For this exercise, copy each line of the records that contains the word "below".

▶ **Records to use**:
+++

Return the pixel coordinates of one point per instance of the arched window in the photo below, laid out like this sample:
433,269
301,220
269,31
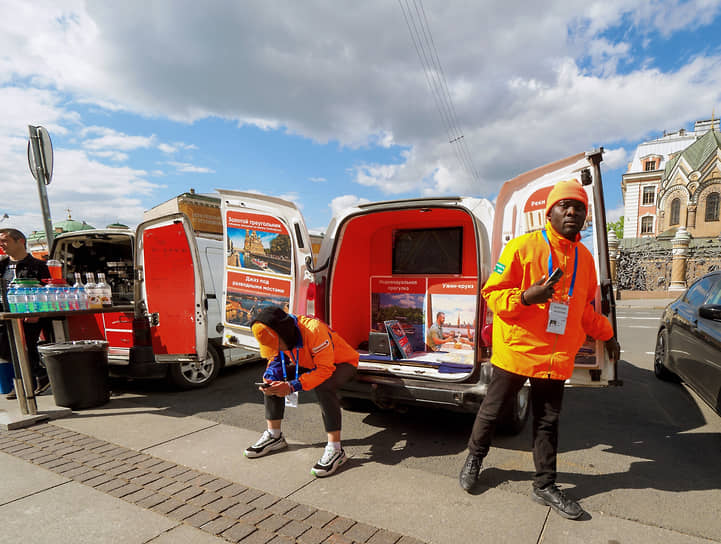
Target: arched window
675,218
712,207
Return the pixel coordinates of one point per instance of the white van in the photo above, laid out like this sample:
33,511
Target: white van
171,275
386,270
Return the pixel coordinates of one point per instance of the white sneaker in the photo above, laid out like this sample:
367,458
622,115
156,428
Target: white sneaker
266,444
329,462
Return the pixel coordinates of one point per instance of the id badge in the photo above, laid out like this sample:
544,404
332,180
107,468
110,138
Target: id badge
292,399
557,317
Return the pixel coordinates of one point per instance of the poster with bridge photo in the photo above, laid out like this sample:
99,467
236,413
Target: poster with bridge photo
258,243
450,316
399,299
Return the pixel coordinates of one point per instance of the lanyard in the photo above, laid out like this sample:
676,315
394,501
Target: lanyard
282,360
550,263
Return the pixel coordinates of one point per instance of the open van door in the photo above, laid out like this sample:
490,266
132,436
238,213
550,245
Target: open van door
267,247
170,290
520,208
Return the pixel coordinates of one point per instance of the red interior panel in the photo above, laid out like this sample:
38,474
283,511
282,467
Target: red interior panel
170,288
86,327
366,250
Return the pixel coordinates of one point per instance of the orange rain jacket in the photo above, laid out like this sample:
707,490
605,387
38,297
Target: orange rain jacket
318,351
520,342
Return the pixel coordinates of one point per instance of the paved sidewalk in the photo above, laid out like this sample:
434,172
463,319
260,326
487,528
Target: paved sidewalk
215,506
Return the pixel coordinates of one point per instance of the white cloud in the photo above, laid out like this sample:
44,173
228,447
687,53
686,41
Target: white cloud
111,139
190,168
340,203
616,158
529,84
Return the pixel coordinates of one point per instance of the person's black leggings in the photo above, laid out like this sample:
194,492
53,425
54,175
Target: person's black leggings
546,400
327,393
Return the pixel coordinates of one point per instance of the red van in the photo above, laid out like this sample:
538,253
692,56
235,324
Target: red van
397,266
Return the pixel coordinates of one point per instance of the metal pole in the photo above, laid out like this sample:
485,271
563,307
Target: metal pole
40,177
26,386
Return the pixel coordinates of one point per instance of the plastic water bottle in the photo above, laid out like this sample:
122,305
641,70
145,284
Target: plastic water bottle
82,297
32,298
92,291
42,299
12,299
21,300
104,291
62,298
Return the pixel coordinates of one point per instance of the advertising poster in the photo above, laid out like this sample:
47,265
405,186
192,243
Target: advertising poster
451,313
401,300
401,348
258,255
250,293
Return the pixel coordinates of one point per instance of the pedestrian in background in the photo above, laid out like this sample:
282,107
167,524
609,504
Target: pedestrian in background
21,265
303,354
538,327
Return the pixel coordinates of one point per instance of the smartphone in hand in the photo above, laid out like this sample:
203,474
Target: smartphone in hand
554,277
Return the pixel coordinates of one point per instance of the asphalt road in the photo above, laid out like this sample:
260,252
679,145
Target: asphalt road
647,450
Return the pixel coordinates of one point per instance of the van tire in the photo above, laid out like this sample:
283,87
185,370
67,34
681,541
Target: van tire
515,414
196,375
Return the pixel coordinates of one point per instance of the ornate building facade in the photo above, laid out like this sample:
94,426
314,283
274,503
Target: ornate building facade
674,182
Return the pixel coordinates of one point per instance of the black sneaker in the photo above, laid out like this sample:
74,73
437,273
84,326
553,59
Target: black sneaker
266,444
329,462
470,471
43,385
555,498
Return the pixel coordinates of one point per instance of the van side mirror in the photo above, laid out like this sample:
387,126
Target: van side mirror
710,311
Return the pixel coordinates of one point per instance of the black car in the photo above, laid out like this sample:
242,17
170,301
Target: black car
688,346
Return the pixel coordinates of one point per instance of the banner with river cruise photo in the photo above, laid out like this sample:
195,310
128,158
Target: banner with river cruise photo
258,267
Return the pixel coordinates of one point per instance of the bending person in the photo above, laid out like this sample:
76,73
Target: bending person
303,354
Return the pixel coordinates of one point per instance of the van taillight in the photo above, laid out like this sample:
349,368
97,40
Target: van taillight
141,332
487,325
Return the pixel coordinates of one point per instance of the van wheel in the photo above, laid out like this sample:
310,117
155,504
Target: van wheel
515,415
192,375
661,358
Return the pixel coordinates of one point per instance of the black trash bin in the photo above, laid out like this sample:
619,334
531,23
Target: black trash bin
78,372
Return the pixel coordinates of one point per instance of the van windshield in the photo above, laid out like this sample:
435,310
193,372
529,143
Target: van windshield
111,254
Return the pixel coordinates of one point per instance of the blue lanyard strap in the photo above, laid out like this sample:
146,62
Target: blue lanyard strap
550,263
282,360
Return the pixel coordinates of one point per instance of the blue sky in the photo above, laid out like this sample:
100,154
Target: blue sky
327,104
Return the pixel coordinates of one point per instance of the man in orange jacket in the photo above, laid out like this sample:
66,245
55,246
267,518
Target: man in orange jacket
538,327
303,353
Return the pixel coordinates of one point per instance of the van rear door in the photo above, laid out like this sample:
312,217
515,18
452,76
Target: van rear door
267,248
170,288
520,208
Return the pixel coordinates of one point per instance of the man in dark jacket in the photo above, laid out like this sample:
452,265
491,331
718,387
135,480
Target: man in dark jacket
20,264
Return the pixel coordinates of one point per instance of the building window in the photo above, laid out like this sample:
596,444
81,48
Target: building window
675,218
649,194
647,225
712,207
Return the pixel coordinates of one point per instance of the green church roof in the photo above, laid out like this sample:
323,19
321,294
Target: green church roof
697,153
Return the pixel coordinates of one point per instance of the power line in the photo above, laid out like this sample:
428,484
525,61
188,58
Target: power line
435,77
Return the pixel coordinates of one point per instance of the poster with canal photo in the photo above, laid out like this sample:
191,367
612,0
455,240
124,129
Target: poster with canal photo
456,299
257,242
248,294
401,300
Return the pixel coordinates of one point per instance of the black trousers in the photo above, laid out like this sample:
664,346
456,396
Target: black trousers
546,400
327,393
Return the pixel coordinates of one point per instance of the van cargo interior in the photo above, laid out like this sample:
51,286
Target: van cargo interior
433,252
111,254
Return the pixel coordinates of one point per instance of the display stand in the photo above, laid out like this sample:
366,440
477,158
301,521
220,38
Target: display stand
24,387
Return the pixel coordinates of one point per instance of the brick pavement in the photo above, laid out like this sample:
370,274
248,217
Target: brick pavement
217,506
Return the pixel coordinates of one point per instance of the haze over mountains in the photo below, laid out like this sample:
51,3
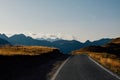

+++

▶ **Solution to the problem**:
Return the pixel coordinates of one point per instance of the arched window in the photo below, laid out like this sample:
Return the pixel coordinates of one point per instance of the haze over mountains in the photo below, laid out like this sample:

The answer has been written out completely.